WHAT TO DO: From the entries below, pull out and copy each line that contains the word "white".

====== RECORD EXTRACTS ======

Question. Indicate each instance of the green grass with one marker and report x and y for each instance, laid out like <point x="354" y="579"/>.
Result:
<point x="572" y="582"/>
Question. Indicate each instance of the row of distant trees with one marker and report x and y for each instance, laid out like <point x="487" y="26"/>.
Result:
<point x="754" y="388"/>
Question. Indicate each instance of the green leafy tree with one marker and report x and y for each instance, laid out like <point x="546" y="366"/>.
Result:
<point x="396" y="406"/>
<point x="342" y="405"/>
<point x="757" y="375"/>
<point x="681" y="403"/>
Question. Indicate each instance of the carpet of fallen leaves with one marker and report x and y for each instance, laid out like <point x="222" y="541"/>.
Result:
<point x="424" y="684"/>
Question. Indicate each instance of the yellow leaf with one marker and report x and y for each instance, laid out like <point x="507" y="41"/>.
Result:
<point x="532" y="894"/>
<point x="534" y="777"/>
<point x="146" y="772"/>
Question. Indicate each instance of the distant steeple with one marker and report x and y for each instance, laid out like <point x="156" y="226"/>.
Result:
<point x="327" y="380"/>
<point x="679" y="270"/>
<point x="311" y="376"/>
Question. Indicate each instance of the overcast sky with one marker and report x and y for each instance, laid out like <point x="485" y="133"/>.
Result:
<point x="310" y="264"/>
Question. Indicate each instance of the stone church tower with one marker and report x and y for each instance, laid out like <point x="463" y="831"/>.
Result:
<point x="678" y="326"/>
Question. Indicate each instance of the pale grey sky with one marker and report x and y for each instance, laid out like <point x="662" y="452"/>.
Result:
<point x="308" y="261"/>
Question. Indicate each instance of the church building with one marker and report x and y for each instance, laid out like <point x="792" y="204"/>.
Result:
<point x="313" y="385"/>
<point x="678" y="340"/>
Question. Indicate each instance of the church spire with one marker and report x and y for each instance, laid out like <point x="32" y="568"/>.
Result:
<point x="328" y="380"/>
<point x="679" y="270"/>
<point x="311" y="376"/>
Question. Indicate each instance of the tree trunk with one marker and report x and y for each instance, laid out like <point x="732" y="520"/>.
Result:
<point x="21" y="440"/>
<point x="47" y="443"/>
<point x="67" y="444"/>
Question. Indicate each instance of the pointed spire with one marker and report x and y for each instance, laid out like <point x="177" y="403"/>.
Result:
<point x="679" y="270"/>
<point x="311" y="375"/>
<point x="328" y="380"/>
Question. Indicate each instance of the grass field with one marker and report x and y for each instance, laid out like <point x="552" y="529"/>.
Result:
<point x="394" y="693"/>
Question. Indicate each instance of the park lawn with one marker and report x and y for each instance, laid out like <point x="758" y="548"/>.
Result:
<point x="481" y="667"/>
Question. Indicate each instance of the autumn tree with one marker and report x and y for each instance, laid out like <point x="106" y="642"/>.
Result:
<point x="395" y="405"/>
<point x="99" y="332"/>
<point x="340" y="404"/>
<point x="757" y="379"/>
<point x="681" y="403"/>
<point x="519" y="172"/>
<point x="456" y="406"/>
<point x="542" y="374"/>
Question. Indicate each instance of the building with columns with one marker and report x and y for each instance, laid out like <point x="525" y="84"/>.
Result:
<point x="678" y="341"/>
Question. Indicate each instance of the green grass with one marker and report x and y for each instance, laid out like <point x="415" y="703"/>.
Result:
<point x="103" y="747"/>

======
====== RECORD EXTRACTS ======

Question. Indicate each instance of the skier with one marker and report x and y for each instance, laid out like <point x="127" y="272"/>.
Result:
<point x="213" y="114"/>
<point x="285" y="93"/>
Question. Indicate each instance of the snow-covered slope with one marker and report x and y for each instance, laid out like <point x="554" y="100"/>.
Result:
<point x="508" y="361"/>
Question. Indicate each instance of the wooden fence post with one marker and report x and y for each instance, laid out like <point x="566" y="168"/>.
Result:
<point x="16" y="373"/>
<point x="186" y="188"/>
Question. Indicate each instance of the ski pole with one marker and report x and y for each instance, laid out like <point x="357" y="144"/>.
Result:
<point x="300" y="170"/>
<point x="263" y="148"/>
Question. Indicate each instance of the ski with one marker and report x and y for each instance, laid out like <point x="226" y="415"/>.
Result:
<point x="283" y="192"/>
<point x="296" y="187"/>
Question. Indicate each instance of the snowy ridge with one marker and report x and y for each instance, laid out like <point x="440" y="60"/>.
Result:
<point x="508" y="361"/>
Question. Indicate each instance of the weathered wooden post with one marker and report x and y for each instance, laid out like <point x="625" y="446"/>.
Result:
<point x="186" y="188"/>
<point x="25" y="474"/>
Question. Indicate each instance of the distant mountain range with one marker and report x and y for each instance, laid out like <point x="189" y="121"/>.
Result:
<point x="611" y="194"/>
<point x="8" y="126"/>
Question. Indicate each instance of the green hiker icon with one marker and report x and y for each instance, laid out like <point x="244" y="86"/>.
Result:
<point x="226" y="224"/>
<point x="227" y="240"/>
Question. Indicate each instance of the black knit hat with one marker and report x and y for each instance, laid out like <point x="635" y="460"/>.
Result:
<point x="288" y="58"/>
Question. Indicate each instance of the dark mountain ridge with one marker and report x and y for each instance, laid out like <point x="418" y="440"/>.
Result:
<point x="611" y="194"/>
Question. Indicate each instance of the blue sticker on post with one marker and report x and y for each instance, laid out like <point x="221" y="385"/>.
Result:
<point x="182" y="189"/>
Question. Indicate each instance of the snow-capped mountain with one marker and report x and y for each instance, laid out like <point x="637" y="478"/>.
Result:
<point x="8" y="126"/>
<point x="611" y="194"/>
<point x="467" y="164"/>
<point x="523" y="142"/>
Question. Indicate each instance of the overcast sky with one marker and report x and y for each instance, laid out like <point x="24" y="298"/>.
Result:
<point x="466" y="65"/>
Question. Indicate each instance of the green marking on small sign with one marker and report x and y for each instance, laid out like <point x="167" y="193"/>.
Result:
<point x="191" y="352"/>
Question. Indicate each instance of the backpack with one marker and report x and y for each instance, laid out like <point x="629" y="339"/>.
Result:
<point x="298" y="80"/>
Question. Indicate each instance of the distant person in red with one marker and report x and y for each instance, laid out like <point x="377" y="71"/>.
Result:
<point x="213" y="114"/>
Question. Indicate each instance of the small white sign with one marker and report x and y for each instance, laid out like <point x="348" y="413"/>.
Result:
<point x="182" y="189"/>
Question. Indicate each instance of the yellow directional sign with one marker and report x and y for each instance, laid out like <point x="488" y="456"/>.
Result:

======
====== RECORD EXTRACTS ======

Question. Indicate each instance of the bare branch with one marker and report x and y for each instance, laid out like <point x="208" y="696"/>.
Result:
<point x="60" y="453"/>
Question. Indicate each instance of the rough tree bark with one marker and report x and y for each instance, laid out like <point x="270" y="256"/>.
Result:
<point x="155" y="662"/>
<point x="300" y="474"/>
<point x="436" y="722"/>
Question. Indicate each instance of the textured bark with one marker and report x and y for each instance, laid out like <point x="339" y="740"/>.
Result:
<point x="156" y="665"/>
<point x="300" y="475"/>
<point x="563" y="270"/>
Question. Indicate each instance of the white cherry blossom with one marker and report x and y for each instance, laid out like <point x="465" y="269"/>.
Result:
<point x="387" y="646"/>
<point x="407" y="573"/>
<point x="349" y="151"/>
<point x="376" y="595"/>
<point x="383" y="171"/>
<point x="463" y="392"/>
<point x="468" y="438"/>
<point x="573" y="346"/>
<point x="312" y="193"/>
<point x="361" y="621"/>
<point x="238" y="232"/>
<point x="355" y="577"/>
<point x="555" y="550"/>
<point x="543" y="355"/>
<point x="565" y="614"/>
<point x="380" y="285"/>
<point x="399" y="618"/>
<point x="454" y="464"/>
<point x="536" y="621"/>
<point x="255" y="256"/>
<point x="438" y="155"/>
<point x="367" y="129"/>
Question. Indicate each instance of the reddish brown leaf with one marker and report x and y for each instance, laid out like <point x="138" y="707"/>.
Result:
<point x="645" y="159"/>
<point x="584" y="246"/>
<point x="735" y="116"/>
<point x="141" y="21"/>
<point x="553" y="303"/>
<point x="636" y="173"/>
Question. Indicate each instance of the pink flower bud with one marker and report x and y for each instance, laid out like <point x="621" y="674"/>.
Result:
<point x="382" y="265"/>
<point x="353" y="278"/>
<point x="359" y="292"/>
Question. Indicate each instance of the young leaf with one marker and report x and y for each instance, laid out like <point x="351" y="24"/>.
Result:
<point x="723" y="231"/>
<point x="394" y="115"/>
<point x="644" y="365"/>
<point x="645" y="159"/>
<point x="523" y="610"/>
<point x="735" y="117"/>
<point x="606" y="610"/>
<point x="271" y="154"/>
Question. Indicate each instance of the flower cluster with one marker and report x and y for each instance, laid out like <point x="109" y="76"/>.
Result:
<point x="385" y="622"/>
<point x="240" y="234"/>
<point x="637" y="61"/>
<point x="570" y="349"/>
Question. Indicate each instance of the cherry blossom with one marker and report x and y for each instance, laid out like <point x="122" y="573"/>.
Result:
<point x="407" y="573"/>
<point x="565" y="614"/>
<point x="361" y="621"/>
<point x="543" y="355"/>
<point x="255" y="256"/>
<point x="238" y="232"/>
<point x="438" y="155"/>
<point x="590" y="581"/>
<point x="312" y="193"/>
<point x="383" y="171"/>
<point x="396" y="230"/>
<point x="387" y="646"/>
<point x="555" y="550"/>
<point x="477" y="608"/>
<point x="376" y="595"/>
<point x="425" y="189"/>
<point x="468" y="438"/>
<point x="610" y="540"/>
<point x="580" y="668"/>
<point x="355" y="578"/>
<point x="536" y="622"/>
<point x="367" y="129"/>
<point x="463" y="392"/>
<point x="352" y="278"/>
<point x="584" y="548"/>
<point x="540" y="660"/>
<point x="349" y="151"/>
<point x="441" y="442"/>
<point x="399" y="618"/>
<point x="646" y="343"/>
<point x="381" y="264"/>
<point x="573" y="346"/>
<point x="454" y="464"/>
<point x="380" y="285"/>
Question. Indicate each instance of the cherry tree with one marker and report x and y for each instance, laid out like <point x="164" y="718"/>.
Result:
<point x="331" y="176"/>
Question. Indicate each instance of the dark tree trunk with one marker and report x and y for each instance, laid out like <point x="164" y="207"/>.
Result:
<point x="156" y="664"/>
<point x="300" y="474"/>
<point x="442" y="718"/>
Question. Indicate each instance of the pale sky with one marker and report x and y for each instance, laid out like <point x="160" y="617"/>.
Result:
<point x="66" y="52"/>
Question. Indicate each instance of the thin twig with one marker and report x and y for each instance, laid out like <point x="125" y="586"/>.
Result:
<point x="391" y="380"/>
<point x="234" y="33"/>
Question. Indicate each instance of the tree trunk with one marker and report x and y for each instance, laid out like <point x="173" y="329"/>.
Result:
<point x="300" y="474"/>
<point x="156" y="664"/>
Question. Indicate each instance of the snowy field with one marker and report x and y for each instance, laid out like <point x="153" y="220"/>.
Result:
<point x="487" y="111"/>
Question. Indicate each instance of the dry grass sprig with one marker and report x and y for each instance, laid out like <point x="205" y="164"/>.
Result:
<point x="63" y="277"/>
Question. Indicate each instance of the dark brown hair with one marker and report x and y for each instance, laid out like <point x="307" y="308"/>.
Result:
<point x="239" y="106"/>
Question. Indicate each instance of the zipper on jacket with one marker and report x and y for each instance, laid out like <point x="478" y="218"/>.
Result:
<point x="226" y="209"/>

======

RESULT FOR THIS EXERCISE:
Question. Indicate each instance of the small white sign with one marker and report x and y for each instance, laid out like <point x="348" y="413"/>.
Question. Indicate each instance of the white cherry blossom with one marker and report x and y for each instance, laid out like <point x="465" y="269"/>.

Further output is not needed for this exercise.